### Things to do
1) Explain why, according to the review of the TNT medical show, the line "We can't not take risks" carries an unintended irony.
2) In the review of "Heartland," who plays Grant's ex-wife?
3) From the review of "Heartland," transcribe the part that opens with the words containing "Williams wears the" and closes with "this risk-free series.".

### Text section
□ □ □
After its success with “The Closer” — a slimmed-down version of “Law & Order” reruns primarily distinguished by Kyra Sedgwick’s star presence — TNT again dips into the retro bin, providing this lead-driven medical show that simplifies the channel’s heart-tugging “ER” repeats. Unfortunately, Treat Williams’ turn as an organ-transplant surgeon is so straight-laced, all that’s missing are the “Marcus Welby, M.D.” opening titles. In terms of concocting drama, the characters and situations don’t strike sharply enough to break the skin, much less stir the heart.
Indeed, the entire framework for the program — created by “The Guardian’s” David Hollander — appears stitched together out of medical-show cliches, from Dr. Grant (Williams) giving the new guy a silly nickname as a form of mild hazing to the fact that Grant’s alluring ex-wife (Kari Matchett, who, after “Invasion,” is fast becoming TV’s ex-wife of choice) works alongside him procuring donors.
Tough but caring, Grant apparently ruined the marriage with rampant womanizing (this is dealt with in a clunky expository exchange between the former spouses) and is now involved with one of his nurses (Morena Baccarin). It’s the one chink in his otherwise saintly exterior, which dovetails with a hospital occupied by the kind of fictional doctors any patient would love to see before they begin counting backward from 100.
After the premiere, Grant’s longtime mentor (“Guardian” alum Dabney Coleman) steps aside, paving the way for a former protege (“Prison Break’s” Rockmond Dunbar) to step in, but again, there are no initial fireworks to be found in their interaction or the predictable storylines.
Williams wears the lab coat well enough, but with so many bar-raising medical series on the air — from the convoluted, frothy relationships of “Grey’s Anatomy” to the visual flair and acerbic hero in “House” — “Heartland” represents the sort of limp hour that it’s difficult to imagine many viewers making an appointment to see, even with “The Closer’s” second season delivering a formidable lead-in and the collective public yearning for doctors that care.
The show proves so earnest, in fact, as to yield unintended irony during exchanges between the characters about the importance of taking chances in transplantation surgery. Indeed, when a doctor employs an awkward double negative by firmly saying, “We can’t not take risks,” it’s easy to wish the producers of “Heartland” had taken that advice to heart in developing this risk-free series.
□ □ □
(Point localization data)
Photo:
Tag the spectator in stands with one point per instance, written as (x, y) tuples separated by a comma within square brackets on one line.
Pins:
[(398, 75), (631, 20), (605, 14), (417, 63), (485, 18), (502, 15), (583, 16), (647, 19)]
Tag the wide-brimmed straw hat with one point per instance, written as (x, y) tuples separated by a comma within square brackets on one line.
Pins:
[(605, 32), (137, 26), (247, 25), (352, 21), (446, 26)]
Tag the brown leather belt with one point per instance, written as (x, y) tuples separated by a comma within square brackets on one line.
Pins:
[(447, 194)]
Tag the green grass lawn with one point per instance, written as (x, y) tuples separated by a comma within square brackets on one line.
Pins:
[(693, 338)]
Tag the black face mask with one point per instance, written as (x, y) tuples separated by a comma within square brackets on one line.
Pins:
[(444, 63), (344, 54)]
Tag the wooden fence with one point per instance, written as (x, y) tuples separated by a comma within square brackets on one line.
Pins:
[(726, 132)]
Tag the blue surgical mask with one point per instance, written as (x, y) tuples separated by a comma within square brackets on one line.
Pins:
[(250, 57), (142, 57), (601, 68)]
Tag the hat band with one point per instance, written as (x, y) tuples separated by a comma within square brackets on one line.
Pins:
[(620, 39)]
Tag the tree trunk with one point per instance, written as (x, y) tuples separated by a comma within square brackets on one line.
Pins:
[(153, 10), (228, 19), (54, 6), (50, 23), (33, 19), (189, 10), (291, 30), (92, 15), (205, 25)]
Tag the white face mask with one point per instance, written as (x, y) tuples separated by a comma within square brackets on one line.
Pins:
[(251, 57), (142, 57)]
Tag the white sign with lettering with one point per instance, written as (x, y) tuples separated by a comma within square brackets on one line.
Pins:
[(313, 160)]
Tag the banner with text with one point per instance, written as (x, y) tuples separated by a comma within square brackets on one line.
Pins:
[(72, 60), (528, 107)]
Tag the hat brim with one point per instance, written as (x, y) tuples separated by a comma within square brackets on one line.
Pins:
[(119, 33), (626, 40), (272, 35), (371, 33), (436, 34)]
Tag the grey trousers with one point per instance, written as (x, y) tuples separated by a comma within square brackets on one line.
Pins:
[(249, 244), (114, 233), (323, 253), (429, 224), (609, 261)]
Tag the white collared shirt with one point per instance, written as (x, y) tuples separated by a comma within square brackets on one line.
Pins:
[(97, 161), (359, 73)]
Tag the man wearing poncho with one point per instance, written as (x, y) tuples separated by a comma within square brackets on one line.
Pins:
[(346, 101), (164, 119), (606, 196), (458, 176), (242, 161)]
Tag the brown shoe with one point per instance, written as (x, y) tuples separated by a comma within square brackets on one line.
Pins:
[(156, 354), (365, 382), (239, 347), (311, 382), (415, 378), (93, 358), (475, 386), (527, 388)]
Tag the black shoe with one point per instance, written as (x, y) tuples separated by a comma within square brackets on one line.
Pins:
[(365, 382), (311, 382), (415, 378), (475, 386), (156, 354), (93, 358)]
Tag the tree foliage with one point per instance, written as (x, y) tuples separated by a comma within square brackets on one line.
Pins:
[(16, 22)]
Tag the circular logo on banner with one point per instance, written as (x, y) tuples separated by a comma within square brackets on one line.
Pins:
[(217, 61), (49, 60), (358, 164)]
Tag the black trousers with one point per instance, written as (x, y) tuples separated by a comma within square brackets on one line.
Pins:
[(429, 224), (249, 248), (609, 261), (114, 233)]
□ □ □
### Results
1) The show is so earnest that its talk about the importance of taking chances in transplant surgery backfires. The reviewer wishes the producers had followed that advice themselves, since they made "Heartland" a risk-free series.

2) Kari Matchett.

3)
Williams wears the lab coat well enough, but with so many bar-raising medical series on the air — from the convoluted, frothy relationships of “Grey’s Anatomy” to the visual flair and acerbic hero in “House” — “Heartland” represents the sort of limp hour that it’s difficult to imagine many viewers making an appointment to see, even with “The Closer’s” second season delivering a formidable lead-in and the collective public yearning for doctors that care.
The show proves so earnest, in fact, as to yield unintended irony during exchanges between the characters about the importance of taking chances in transplantation surgery. Indeed, when a doctor employs an awkward double negative by firmly saying, “We can’t not take risks,” it’s easy to wish the producers of “Heartland” had taken that advice to heart in developing this risk-free series.